Excerpts of pointing data
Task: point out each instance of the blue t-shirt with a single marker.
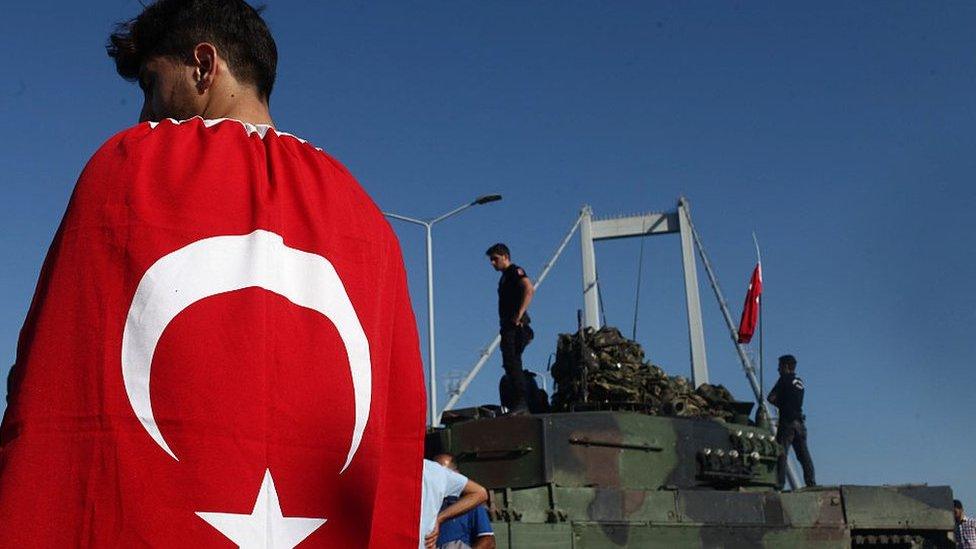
(466, 527)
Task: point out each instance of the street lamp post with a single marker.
(428, 224)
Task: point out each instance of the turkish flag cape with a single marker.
(750, 311)
(220, 351)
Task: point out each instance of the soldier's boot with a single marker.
(520, 402)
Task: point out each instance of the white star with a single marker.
(265, 527)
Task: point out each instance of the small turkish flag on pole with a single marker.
(750, 311)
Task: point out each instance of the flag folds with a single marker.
(750, 311)
(220, 350)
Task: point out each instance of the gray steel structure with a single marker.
(649, 224)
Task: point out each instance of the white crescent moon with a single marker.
(223, 264)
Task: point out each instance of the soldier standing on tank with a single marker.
(965, 527)
(515, 292)
(787, 395)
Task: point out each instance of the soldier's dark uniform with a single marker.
(787, 395)
(514, 337)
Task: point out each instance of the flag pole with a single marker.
(762, 385)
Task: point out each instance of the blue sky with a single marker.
(842, 134)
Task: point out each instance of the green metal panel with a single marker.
(616, 505)
(822, 507)
(893, 507)
(541, 536)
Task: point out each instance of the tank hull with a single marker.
(606, 479)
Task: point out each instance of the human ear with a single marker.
(205, 59)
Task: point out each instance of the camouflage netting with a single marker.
(607, 370)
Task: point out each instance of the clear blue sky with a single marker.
(843, 134)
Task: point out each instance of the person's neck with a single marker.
(240, 106)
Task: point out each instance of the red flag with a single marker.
(750, 311)
(220, 350)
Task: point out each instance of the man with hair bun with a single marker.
(221, 348)
(787, 396)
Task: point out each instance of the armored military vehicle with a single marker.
(634, 458)
(628, 456)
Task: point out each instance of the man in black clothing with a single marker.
(787, 395)
(515, 292)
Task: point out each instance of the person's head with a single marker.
(787, 364)
(446, 460)
(195, 57)
(499, 256)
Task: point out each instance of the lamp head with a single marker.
(487, 198)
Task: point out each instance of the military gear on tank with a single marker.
(604, 370)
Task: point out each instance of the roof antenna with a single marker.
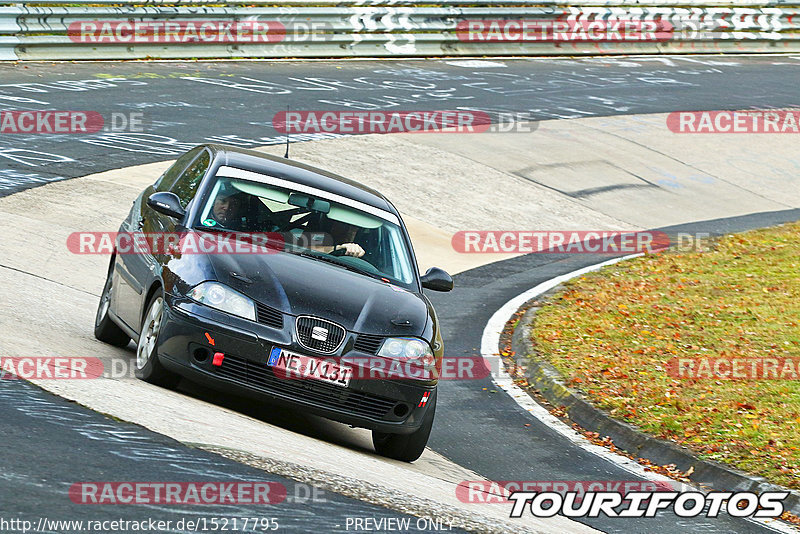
(286, 124)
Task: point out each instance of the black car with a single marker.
(316, 320)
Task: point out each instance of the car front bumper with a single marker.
(191, 333)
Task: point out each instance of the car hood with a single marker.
(302, 286)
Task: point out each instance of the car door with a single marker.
(134, 271)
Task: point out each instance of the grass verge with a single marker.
(617, 335)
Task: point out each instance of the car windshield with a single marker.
(312, 223)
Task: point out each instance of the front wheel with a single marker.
(405, 447)
(105, 329)
(148, 367)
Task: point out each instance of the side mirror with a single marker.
(437, 280)
(167, 203)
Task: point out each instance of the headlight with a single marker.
(408, 348)
(223, 298)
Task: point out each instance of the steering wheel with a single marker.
(289, 225)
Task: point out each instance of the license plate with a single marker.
(292, 365)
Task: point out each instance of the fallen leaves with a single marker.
(611, 333)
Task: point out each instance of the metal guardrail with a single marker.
(105, 29)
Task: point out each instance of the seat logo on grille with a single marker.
(319, 333)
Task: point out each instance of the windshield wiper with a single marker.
(334, 261)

## WHAT YOU WILL DO
Every line above should be returned word for word, with the pictures left behind.

## FINISHED EXERCISE
Task: point out each instance of the blue t-shirt with a single marker.
(466, 527)
Task: point out each instance of the street lamp post with a single marker.
(428, 224)
Task: point out each instance of the turkish flag cape with a single marker.
(750, 311)
(220, 351)
Task: point out each instance of the soldier's boot with a single marker.
(520, 402)
Task: point out each instance of the white star with a single marker.
(265, 527)
Task: point out each instance of the small turkish flag on pole with a single marker.
(750, 311)
Task: point out each instance of the flag folds with a single marker.
(750, 311)
(220, 350)
Task: point out each instance of the gray steel structure with a single marker.
(649, 224)
Task: point out each instance of the white crescent moon with a single marker.
(223, 264)
Task: point out each instance of the soldier standing on tank with a single marker.
(965, 527)
(515, 292)
(787, 395)
Task: point out each instance of the soldier's dark uniform with a single marker.
(787, 395)
(514, 337)
Task: point out each instance of the flag pole with a single marker.
(762, 385)
Task: point out each instance of the blue sky with a single marker.
(842, 134)
Task: point out each instance of the green metal panel with a single marker.
(616, 505)
(822, 507)
(893, 507)
(541, 536)
Task: point out each instance of the tank hull with a single marker.
(606, 479)
Task: point out each instance of the human ear with a single marker.
(205, 59)
Task: point out each instance of the camouflage netting with a single marker.
(607, 370)
Task: point out each instance of the clear blue sky with a single marker.
(843, 134)
Task: point out each instance of the person's neck with a single marker.
(240, 106)
Task: point out each instance of the red flag with a single marker.
(750, 311)
(220, 350)
Task: point out each instance of the man with hair bun with a single marker.
(221, 348)
(787, 396)
Task: point out each instance of the armored military vehicle with a single marker.
(634, 458)
(628, 456)
Task: point out each instance of the man in black clothing with a single marker.
(787, 395)
(515, 292)
Task: point out each instance of the person's head with a single marker.
(787, 364)
(446, 460)
(195, 57)
(499, 256)
Task: point out each instance of the lamp head with a single marker.
(487, 198)
Task: point out each instance of the military gear on tank with a single marker.
(604, 370)
Task: point out each instance of the roof antenna with a single marker.
(286, 124)
Task: point out each instance of the black car with a single marker.
(316, 320)
Task: point out each instance of the car front bumper with a single marker.
(191, 333)
Task: point out each instance of the car hood with a single marker.
(302, 286)
Task: point out each instance of the car door with a single marker.
(134, 271)
Task: point out each instance of the grass verge with a single marker.
(617, 335)
Task: point out each instance of the car windshield with a single marker.
(312, 223)
Task: point out each instance of the front wheel with a single marker.
(405, 447)
(105, 329)
(148, 367)
Task: point out each instance of the side mirror with a single marker.
(437, 280)
(167, 203)
Task: point out each instance of the headlight with a single marker.
(408, 348)
(223, 298)
Task: point out each instance of the steering wheel with a single marker.
(289, 225)
Task: point out each instance of the license plate with a single marker.
(292, 365)
Task: point out each instance of the fallen leaves with a single marker.
(611, 333)
Task: point out each instance of the metal guardrail with a single marker.
(105, 29)
Task: point out each instance of the seat logo on grille with a single marker.
(319, 333)
Task: point out each instance of the windshield wiper with a single marker.
(334, 261)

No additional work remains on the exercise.